_DOCUMENT EXTRACT_.
^^^^

The point is that s. 23(2) is not just about the use of prohibited information (which is covered already by s. 5), it is about questions that are asked that help the employer collect the information. That is how Section 23(2) adds something new to the Code not already covered by the broad-sweeping ban on discrimination in employment already covered by Section 5.
Note that an employer can violate section 23(2) by asking questions that elicit information about a prohibited ground, even if their ultimate hiring decision is not tainted by the information they recover from the illegal inquiry. It is a violation of s. 23(2) for an employer to ask an applicant if they are married, even if the answer given is not relied upon by the employer in any way. That means to me that section 23 deals with the manner in which information about prohibited grounds is collected in the recruitment process, and not how that information is or is not ultimately put to use by the employer. My point was that if an employer cannot attempt to elicit information in an interview about whether an applicant is married, then why would the same law permit the employer to demand a secret password that will provide the employer with that information?
But I could still be persuaded otherwise. So I would ask those of you who interpret Section 23(2) as prohibiting the use of information relating to prohibited grounds, and not the collection of that information, to explain what new or additional behaviour Section 23(2) prohibits that is not already prohibited by Section 5?
In other words, given that Section 23(2) must be interpreted broadly and purposively as a measure to protect against discrimination in the recruitment process, what is its purpose?
It’s a very interesting debate, and all views and opinions are greatly appreciated. Cheers.

^^^^

_RECORDS_.
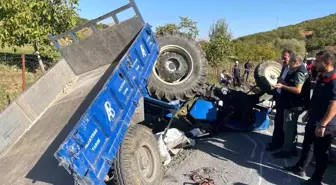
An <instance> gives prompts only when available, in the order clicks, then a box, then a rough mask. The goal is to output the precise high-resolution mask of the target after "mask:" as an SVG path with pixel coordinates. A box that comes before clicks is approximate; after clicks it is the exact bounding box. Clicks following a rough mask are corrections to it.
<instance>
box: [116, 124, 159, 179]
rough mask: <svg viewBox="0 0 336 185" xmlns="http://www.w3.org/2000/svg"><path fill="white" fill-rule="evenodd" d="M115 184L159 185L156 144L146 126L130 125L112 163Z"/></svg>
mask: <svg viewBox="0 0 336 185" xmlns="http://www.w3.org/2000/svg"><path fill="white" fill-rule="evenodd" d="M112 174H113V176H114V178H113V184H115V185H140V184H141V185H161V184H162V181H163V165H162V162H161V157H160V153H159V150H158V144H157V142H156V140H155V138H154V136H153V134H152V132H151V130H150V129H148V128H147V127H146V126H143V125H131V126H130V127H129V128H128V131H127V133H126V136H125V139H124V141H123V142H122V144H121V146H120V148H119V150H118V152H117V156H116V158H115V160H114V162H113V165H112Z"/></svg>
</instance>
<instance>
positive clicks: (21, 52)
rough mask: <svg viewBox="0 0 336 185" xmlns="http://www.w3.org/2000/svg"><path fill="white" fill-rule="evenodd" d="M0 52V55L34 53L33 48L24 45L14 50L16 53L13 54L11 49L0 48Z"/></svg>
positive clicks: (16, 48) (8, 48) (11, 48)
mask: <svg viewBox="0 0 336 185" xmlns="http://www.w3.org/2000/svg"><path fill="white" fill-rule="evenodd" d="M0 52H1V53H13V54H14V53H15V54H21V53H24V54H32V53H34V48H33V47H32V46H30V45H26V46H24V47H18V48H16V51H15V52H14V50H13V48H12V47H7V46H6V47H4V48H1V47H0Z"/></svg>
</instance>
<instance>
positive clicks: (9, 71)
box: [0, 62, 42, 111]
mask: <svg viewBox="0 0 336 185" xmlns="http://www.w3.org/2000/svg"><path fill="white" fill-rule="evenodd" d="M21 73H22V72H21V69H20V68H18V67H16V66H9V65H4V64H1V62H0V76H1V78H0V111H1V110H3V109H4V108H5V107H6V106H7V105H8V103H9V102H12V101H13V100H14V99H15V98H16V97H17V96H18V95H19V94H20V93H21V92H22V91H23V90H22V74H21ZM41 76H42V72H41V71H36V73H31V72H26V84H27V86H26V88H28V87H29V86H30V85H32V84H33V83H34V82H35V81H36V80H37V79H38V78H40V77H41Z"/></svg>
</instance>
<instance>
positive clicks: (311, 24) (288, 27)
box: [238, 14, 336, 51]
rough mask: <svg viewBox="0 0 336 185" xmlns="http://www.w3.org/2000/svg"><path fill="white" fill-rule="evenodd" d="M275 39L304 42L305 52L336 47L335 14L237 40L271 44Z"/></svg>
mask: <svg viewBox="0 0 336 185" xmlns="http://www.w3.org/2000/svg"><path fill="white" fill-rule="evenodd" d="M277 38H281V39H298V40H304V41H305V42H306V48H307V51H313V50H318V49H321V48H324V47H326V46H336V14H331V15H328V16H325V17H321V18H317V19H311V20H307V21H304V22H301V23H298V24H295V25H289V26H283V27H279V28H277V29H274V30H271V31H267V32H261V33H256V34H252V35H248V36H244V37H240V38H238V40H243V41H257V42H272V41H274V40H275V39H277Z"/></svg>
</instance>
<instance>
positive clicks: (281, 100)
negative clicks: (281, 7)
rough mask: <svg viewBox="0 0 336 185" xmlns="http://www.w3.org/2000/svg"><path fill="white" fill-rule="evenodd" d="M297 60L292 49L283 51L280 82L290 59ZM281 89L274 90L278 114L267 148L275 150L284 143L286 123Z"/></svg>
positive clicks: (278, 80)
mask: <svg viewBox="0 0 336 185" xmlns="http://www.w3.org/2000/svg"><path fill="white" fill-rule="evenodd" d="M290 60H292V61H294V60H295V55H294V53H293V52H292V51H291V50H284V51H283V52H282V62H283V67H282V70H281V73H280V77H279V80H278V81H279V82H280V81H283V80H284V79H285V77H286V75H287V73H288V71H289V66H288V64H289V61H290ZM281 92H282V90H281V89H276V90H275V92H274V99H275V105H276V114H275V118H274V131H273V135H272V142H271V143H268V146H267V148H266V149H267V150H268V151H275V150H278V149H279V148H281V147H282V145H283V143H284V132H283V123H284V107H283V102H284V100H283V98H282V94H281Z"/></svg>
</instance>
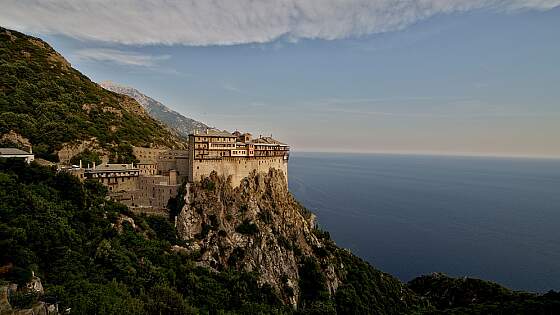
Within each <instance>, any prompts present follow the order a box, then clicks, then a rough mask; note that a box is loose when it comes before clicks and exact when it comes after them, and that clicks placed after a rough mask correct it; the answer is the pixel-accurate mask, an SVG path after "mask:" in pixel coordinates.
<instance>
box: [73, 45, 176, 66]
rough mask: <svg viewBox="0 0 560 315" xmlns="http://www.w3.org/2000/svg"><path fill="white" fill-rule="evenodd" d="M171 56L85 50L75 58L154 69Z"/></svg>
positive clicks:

^^^^

_JOB ITEM_.
Can you answer these questions about the post on Section 23(2)?
1. Which section already covers the use of prohibited information?
2. What question to an applicant is given as a violation of s. 23(2) even if the answer is never relied upon?
3. According to the writer, what does section 23 deal with instead of how the information is ultimately used?
The rows are separate material and have no connection to the post on Section 23(2).

_ANSWER SECTION_.
1. Section 5.
2. Asking an applicant if they are married.
3. The manner in which information about prohibited grounds is collected in the recruitment process.